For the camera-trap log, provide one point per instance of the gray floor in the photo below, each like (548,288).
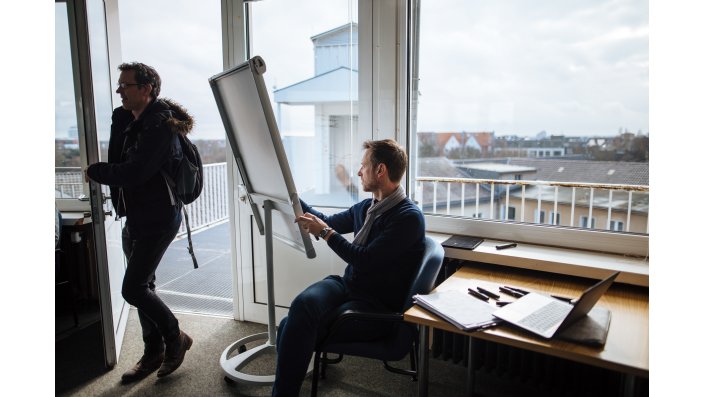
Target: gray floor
(191,293)
(201,375)
(206,290)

* * *

Task goal:
Give back all entries exactly. No pictures belong in the copy.

Solution to the problem:
For the camera-trap log, provide one point per instance of the gray floor in the photo below, each like (548,288).
Target: gray floor
(191,293)
(201,375)
(206,290)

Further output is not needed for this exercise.